** START OF Task inputs **

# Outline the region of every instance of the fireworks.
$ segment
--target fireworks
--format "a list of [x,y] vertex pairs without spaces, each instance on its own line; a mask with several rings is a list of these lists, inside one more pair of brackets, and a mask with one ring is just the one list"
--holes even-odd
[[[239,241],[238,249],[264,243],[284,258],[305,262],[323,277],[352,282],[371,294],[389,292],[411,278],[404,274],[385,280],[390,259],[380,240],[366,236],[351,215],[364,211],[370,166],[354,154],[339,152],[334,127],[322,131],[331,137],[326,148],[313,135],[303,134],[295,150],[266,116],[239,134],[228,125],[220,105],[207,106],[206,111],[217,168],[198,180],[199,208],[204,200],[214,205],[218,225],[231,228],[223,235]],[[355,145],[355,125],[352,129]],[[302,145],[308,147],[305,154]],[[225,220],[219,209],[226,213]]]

** END OF Task inputs **

• _Exercise details_:
Rewrite every line of the entries above as a JSON list of strings, one string per line, with blank lines omitted.

• _Task answer_:
[
  "# Outline the region of every instance of the fireworks.",
  "$ segment",
  "--target fireworks",
  "--format \"a list of [x,y] vertex pairs without spaces, each instance on its own line; a mask with several rings is a list of these lists, inside one more pair of brackets, and a mask with one ring is just the one list\"",
  "--holes even-odd",
  "[[[239,241],[238,249],[264,243],[284,258],[305,262],[323,277],[352,282],[371,294],[389,292],[411,278],[404,274],[385,280],[390,259],[380,240],[366,236],[351,215],[364,211],[370,166],[354,154],[339,152],[334,127],[322,131],[331,137],[326,148],[313,135],[303,134],[295,150],[266,116],[239,134],[228,125],[220,105],[207,106],[206,111],[217,168],[198,180],[199,208],[204,200],[214,205],[218,225],[231,228],[223,235]],[[355,145],[355,125],[352,129]],[[302,145],[308,147],[305,154]],[[225,220],[219,209],[226,213]]]"
]